▶ **WHAT IS BEING ASKED**:
Identify every line in the records that contains the word "along" and copy each one out. Treat the match as case-sensitive.

▶ **PROVIDED RECORDS**:
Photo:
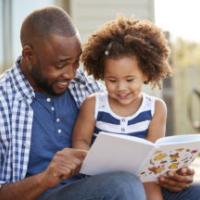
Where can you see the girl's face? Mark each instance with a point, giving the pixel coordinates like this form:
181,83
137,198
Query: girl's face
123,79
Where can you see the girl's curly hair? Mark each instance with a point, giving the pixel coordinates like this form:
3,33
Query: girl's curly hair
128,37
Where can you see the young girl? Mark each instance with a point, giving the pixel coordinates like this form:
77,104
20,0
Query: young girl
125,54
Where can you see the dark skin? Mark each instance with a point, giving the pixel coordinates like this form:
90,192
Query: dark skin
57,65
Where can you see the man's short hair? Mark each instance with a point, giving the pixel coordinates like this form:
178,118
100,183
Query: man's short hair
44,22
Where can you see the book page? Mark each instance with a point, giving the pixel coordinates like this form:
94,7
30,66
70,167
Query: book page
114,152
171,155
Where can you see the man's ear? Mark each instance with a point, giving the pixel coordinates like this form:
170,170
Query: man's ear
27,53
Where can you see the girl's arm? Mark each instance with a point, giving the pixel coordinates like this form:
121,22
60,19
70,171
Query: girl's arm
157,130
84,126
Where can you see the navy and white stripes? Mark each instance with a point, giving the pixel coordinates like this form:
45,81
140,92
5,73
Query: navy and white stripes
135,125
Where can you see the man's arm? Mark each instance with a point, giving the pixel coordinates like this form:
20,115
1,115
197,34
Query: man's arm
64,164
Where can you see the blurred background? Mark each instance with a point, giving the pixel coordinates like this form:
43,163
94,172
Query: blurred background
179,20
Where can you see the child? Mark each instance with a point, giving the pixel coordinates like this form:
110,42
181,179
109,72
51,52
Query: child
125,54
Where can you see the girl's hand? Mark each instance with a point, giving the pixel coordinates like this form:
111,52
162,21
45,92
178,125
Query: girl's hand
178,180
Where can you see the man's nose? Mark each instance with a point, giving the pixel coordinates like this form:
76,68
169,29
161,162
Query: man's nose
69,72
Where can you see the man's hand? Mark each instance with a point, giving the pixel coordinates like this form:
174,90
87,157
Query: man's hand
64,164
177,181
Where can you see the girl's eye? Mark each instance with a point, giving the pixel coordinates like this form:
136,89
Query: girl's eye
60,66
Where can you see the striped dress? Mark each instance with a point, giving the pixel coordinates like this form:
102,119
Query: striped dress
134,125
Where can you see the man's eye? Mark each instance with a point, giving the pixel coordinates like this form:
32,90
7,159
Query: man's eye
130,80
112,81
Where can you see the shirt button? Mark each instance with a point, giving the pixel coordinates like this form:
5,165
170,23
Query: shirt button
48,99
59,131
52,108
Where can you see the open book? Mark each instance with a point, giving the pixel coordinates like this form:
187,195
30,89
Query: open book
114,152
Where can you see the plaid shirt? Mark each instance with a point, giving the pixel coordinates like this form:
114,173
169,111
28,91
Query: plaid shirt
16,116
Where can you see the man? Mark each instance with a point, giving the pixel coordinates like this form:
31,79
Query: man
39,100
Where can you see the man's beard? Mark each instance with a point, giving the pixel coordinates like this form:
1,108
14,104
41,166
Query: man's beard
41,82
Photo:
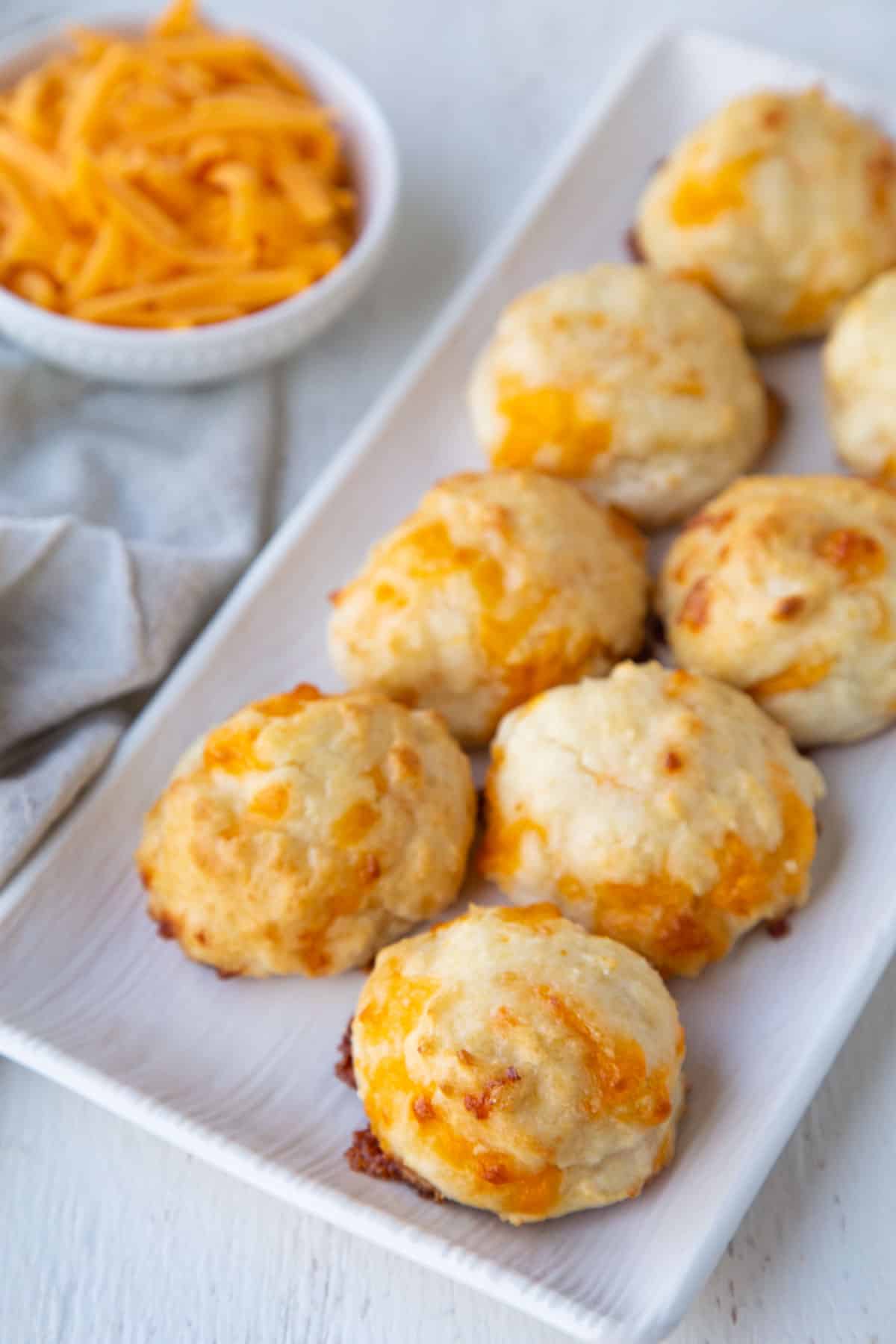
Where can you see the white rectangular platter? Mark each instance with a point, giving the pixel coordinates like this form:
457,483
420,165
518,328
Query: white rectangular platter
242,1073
==
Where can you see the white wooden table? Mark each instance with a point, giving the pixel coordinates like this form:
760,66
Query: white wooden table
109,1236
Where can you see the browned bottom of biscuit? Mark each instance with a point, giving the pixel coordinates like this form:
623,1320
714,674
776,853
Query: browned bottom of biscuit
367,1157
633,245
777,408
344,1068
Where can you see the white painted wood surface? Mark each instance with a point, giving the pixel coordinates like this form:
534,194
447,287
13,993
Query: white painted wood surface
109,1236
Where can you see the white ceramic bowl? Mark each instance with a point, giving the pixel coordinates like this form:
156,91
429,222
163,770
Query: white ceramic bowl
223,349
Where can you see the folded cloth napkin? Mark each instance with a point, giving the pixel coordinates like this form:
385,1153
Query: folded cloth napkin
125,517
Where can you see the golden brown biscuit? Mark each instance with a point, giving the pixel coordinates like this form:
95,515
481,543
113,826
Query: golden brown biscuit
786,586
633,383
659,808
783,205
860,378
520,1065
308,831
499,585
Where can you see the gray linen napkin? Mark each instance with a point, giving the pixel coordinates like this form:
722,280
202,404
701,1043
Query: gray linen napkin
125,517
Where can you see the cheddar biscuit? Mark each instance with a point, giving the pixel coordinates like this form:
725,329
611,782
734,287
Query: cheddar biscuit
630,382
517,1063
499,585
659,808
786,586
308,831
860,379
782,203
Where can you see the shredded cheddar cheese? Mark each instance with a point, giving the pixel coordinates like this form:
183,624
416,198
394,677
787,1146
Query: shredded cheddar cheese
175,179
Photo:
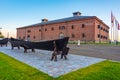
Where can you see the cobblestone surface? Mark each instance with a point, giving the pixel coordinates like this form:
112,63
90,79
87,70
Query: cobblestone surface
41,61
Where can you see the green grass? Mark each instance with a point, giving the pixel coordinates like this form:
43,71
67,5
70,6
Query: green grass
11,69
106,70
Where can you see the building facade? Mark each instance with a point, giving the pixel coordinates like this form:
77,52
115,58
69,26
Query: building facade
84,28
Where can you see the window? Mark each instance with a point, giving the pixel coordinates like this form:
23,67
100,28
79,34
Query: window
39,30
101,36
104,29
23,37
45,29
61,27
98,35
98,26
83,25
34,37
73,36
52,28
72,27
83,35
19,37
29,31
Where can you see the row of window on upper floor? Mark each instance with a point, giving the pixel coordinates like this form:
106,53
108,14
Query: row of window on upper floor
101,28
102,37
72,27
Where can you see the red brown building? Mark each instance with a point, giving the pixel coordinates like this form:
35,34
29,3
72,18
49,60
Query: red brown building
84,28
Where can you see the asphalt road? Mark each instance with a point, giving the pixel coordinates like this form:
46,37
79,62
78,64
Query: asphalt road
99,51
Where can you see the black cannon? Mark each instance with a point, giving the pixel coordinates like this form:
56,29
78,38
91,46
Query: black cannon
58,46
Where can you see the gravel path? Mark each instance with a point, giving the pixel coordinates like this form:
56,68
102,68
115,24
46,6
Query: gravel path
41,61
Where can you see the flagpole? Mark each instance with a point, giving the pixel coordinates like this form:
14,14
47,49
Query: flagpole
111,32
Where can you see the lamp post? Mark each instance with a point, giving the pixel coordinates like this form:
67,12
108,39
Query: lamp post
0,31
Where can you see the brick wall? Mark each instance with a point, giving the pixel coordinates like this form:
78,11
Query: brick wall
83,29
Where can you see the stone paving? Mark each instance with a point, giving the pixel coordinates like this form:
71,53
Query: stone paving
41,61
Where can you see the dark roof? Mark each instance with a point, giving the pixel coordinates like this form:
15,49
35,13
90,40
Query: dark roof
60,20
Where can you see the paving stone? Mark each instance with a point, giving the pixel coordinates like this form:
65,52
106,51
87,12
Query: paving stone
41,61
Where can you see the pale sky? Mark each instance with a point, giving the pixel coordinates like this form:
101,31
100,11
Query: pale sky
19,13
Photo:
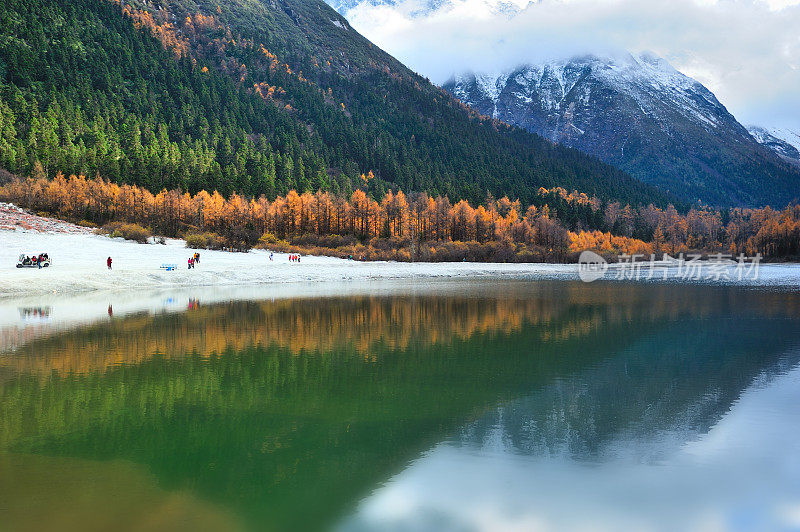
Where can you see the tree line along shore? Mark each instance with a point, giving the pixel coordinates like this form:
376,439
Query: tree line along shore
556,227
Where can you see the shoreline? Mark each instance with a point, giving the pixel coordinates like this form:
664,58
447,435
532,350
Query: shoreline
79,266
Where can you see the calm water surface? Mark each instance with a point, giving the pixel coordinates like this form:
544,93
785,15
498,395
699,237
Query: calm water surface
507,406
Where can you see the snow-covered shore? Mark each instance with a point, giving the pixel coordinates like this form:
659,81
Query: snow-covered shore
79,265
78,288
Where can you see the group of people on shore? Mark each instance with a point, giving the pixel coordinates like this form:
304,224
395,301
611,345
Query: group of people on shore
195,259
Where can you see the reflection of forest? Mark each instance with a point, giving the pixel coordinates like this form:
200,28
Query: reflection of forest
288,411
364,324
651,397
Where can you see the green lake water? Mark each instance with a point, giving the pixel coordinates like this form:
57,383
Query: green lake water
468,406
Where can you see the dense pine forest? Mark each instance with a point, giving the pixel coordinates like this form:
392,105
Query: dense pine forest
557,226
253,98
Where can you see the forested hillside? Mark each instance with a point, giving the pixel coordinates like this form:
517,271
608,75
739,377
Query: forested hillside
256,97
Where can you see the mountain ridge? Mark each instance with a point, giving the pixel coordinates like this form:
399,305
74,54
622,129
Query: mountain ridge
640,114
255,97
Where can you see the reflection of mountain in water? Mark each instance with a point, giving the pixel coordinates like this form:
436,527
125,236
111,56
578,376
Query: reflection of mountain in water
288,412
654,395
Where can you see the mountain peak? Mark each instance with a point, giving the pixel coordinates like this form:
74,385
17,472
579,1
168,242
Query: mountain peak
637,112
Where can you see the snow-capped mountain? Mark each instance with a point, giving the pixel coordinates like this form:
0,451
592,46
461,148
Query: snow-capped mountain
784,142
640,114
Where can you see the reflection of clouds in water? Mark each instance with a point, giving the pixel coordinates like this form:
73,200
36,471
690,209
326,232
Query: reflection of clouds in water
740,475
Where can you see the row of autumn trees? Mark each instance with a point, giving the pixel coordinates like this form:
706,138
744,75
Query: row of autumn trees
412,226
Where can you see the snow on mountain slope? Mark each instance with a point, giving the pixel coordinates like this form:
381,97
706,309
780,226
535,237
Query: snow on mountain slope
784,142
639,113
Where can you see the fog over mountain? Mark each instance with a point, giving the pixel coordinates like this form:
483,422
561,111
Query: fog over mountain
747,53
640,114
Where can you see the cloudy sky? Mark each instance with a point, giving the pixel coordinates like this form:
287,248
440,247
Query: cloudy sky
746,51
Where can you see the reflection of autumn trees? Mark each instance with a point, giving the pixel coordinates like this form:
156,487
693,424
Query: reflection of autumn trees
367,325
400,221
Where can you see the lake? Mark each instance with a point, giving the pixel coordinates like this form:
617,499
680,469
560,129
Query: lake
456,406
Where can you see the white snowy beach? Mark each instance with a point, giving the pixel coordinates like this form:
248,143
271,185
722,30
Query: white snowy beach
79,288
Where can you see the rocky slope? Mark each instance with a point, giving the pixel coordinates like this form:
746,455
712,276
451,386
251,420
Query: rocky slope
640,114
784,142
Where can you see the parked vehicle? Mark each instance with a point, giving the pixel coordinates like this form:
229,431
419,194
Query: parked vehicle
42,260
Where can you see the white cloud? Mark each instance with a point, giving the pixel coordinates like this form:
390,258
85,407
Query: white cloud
* * *
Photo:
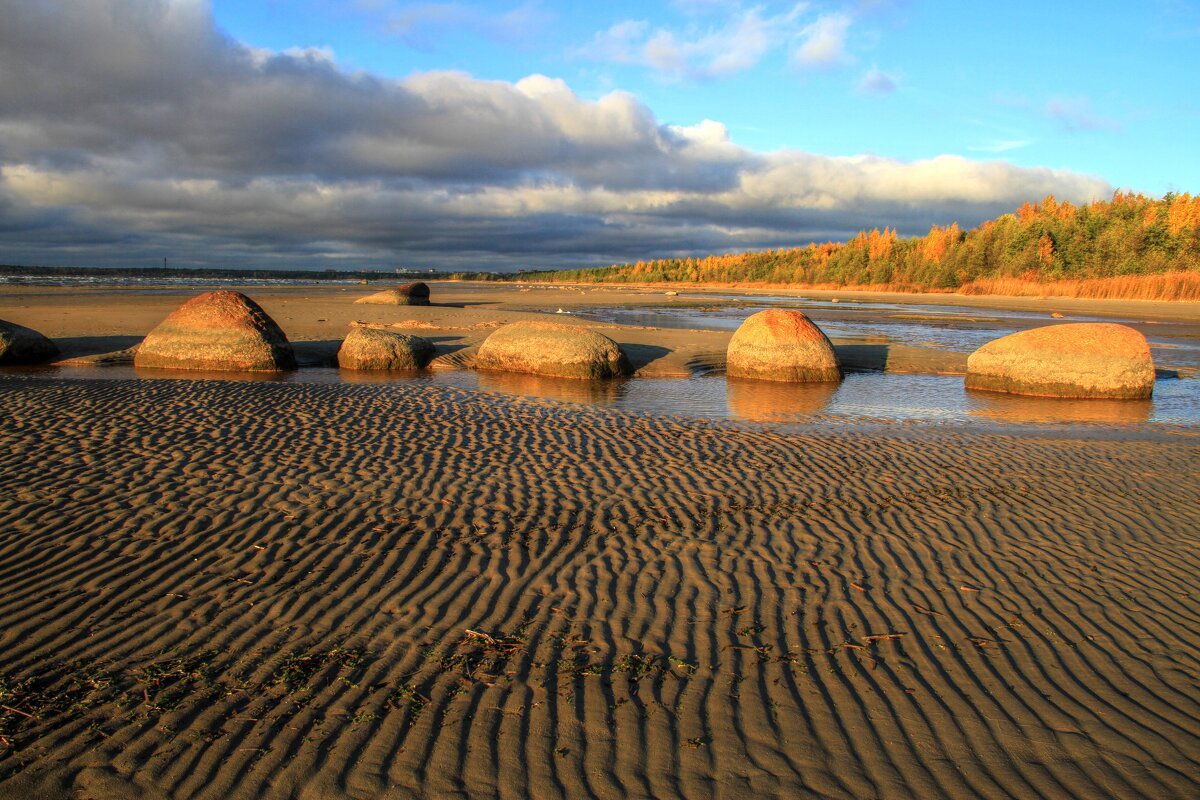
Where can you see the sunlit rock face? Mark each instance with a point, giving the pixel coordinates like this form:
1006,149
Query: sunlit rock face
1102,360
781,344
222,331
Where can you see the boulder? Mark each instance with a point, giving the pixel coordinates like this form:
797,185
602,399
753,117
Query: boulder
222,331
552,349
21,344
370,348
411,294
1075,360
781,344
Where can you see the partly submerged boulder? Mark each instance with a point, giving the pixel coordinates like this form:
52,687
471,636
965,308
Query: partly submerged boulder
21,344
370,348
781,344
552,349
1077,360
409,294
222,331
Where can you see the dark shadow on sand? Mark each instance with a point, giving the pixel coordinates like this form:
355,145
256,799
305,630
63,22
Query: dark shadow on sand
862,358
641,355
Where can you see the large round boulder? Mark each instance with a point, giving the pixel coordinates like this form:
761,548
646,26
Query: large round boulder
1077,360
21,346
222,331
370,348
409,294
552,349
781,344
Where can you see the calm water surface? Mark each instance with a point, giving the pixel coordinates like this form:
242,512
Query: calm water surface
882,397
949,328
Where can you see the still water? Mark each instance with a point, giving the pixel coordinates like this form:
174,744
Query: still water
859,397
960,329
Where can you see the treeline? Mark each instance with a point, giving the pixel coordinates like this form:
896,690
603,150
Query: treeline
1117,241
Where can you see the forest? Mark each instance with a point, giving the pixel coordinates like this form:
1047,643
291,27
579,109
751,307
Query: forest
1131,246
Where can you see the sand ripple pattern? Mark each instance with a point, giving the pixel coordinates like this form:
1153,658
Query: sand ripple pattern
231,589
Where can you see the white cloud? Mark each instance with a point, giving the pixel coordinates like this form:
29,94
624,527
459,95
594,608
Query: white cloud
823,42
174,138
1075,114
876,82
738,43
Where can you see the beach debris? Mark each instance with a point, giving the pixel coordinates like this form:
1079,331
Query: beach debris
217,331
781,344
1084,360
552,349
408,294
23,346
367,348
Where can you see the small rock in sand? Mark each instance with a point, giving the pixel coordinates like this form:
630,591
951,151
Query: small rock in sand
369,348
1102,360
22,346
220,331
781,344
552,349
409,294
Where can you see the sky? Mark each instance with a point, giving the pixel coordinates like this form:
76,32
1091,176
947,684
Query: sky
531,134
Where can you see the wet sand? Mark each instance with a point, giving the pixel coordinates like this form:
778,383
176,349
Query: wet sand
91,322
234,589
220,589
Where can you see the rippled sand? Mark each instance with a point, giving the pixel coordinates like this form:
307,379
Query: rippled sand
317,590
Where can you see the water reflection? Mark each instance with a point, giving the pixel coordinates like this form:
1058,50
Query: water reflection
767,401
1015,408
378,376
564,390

▶ **TASK RESULT**:
Where can you see the tree line along shore? Mark each instance with a point, giving the pixel coordinates like this form:
Query: tree line along shore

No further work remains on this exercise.